- **Aim**
Turn every line of the records below into one string in a JSON list, and omit any blank lines.

(Pointing records)
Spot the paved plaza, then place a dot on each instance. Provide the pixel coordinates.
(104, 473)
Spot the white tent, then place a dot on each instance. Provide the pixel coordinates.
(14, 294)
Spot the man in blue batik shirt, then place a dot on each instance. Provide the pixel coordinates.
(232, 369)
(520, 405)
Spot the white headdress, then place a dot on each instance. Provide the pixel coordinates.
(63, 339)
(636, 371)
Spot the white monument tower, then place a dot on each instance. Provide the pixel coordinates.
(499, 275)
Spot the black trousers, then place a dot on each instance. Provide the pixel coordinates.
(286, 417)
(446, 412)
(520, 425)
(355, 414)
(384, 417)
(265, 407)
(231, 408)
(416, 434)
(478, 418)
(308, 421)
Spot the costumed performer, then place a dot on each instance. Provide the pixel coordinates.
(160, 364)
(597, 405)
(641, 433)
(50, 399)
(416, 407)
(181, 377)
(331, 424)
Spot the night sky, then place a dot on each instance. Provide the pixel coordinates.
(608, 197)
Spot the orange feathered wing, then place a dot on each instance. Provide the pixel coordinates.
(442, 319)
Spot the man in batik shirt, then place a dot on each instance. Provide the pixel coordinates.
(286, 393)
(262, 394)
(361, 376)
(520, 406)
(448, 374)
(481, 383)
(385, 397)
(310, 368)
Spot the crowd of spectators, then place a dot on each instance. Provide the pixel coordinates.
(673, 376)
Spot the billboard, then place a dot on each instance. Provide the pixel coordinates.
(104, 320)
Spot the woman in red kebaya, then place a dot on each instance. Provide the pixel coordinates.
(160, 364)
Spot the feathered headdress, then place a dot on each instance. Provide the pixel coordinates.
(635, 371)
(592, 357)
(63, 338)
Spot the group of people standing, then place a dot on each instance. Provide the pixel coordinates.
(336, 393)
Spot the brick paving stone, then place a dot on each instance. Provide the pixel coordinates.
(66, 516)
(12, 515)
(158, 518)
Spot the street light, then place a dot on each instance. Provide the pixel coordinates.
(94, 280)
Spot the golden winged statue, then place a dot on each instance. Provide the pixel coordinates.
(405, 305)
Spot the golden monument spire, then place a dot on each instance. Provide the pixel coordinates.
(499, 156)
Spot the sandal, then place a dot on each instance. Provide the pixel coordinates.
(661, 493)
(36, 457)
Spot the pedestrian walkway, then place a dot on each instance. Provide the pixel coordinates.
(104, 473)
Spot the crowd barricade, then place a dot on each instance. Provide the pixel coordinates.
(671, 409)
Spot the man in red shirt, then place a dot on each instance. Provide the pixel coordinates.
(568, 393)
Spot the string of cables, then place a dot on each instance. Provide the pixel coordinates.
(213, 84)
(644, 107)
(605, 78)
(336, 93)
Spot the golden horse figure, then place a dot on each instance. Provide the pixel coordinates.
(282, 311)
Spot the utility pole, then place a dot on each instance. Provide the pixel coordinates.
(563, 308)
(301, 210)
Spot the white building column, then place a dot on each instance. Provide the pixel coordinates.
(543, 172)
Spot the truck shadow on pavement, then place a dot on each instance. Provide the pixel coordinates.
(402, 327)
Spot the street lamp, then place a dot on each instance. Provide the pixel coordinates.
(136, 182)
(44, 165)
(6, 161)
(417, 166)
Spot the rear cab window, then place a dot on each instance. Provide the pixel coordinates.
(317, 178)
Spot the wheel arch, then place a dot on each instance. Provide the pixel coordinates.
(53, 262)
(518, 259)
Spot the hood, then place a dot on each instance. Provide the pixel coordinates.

- **Response for this exercise**
[
  "Spot the paved plaza, then place a dot on each instance. Provide the pixel coordinates.",
  "(104, 473)",
  "Spot the white tent, then place a dot on each instance. Provide the pixel coordinates.",
  "(14, 294)",
  "Spot the man in blue batik shirt, then place a dot on each instance. Provide the pixel coordinates.",
  "(232, 369)",
  "(520, 405)",
  "Spot the white headdress, then place a dot on each instance. Provide the pixel coordinates.",
  "(63, 339)",
  "(636, 371)",
  "Spot the white monument tower, then place a dot on each instance. Provide the pixel coordinates.",
  "(499, 275)",
  "Spot the black trousers, then place a dot on each instance. Provide the pixel coordinates.",
  "(286, 417)",
  "(446, 412)",
  "(520, 425)",
  "(355, 414)",
  "(384, 417)",
  "(265, 407)",
  "(231, 408)",
  "(416, 434)",
  "(478, 418)",
  "(308, 421)",
  "Spot the costumed performer, then place a dot on each instance. Provide the pixel coordinates.",
  "(160, 364)",
  "(597, 405)",
  "(641, 433)",
  "(50, 399)",
  "(416, 407)",
  "(181, 377)",
  "(331, 424)",
  "Spot the night sky, then place a dot on each instance. Provide the pixel coordinates.",
  "(608, 197)",
  "Spot the orange feathered wing, then place a dot on each instance. Provide the pixel coordinates.",
  "(442, 319)",
  "Spot the man in batik shirt, then place a dot on each instance. Provide the pixel coordinates.",
  "(286, 393)",
  "(262, 394)",
  "(361, 376)",
  "(520, 406)",
  "(448, 374)",
  "(481, 383)",
  "(385, 397)",
  "(310, 368)",
  "Spot the crowd of spectators, then place a dot on each instance. Provide the pixel coordinates.",
  "(673, 376)",
  "Spot the billboard, then place a dot on each instance. Provide the pixel coordinates.",
  "(104, 320)",
  "Spot the woman in red kebaya, then place a dot on each instance. Provide the pixel coordinates.",
  "(160, 364)",
  "Spot the feathered headdress, then place a dot on each instance. Provide the pixel coordinates.",
  "(635, 371)",
  "(592, 357)",
  "(63, 338)",
  "Spot the group of people standing, then place a dot on each instance. Provide the pixel coordinates.",
  "(336, 393)",
  "Spot the brick paving stone, then place a dot on each instance. Provide the pixel coordinates.",
  "(66, 516)",
  "(12, 515)",
  "(158, 518)",
  "Spot the street light, then place a dot on each instance. Provide the pixel coordinates.",
  "(94, 280)",
  "Spot the golden winged statue, then place a dot on each instance. Provide the pixel coordinates.",
  "(405, 305)",
  "Spot the golden monument spire, then place a dot on each instance. Provide the pixel coordinates.",
  "(499, 156)",
  "Spot the sandal, then place a dot on each instance. Provide the pixel coordinates.",
  "(661, 493)",
  "(36, 457)",
  "Spot the pedestrian walkway, then place a dot on each instance. Provide the pixel coordinates.",
  "(104, 473)",
  "Spot the crowd barricade, then place a dot on each instance. Provide the pixel coordinates.",
  "(671, 409)",
  "Spot the man in red shirt, then place a dot on each instance. Provide the pixel coordinates.",
  "(568, 393)",
  "Spot the string of cables, then place a dot on each instance. Provide the pixel coordinates.",
  "(213, 84)",
  "(644, 107)",
  "(605, 78)",
  "(336, 93)",
  "Spot the golden horse figure, then place a dot on each instance. Provide the pixel coordinates.",
  "(282, 311)",
  "Spot the utility pole, then place a dot on each instance. Provide the pixel coordinates.",
  "(563, 308)",
  "(301, 210)",
  "Spot the white building column, then place a dot on each instance. Provide the pixel coordinates.",
  "(543, 172)",
  "Spot the truck shadow on pavement, then place a dot on each instance. Provide the pixel coordinates.",
  "(402, 327)",
  "Spot the street lamp, then place a dot on each instance. Provide the pixel coordinates.",
  "(136, 182)",
  "(44, 165)",
  "(6, 161)",
  "(417, 166)",
  "Spot the rear cab window, then place a dot on each instance. Provide the pixel coordinates.",
  "(317, 178)",
  "Spot the wheel arch, then place a dot on each instance. Provide the pixel coordinates.",
  "(53, 262)",
  "(518, 259)",
  "Spot the hood, then place a dot on each instance. Provide the pixel coordinates."
]